> _Assignment_:
Every single record below is to be reproduced exactly.

> _Task inputs_:
Content starts
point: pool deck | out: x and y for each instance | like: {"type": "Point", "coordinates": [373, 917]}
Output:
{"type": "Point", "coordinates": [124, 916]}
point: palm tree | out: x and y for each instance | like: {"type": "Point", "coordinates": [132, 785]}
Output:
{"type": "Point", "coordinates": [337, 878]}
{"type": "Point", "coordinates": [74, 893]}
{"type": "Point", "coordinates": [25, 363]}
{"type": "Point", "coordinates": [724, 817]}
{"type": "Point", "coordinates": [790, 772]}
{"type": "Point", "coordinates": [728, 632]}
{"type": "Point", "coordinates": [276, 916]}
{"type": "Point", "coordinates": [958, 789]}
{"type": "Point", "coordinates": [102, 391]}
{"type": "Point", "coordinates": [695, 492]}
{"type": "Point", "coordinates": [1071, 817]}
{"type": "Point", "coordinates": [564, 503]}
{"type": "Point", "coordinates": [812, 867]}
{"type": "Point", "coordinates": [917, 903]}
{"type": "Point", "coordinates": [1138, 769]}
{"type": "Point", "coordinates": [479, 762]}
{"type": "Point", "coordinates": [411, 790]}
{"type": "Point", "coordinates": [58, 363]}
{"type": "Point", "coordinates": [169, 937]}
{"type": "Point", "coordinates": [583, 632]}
Content ends
> _Written response_:
point: pool deck | out: x and y for each instance | like: {"type": "Point", "coordinates": [373, 917]}
Output:
{"type": "Point", "coordinates": [124, 916]}
point: palm tree | out: x and y for each instance | like: {"type": "Point", "coordinates": [132, 785]}
Output:
{"type": "Point", "coordinates": [337, 878]}
{"type": "Point", "coordinates": [74, 893]}
{"type": "Point", "coordinates": [25, 363]}
{"type": "Point", "coordinates": [724, 817]}
{"type": "Point", "coordinates": [790, 772]}
{"type": "Point", "coordinates": [728, 632]}
{"type": "Point", "coordinates": [276, 916]}
{"type": "Point", "coordinates": [958, 789]}
{"type": "Point", "coordinates": [102, 391]}
{"type": "Point", "coordinates": [695, 492]}
{"type": "Point", "coordinates": [1071, 817]}
{"type": "Point", "coordinates": [564, 503]}
{"type": "Point", "coordinates": [812, 867]}
{"type": "Point", "coordinates": [917, 903]}
{"type": "Point", "coordinates": [1138, 769]}
{"type": "Point", "coordinates": [479, 762]}
{"type": "Point", "coordinates": [411, 790]}
{"type": "Point", "coordinates": [58, 363]}
{"type": "Point", "coordinates": [169, 937]}
{"type": "Point", "coordinates": [583, 632]}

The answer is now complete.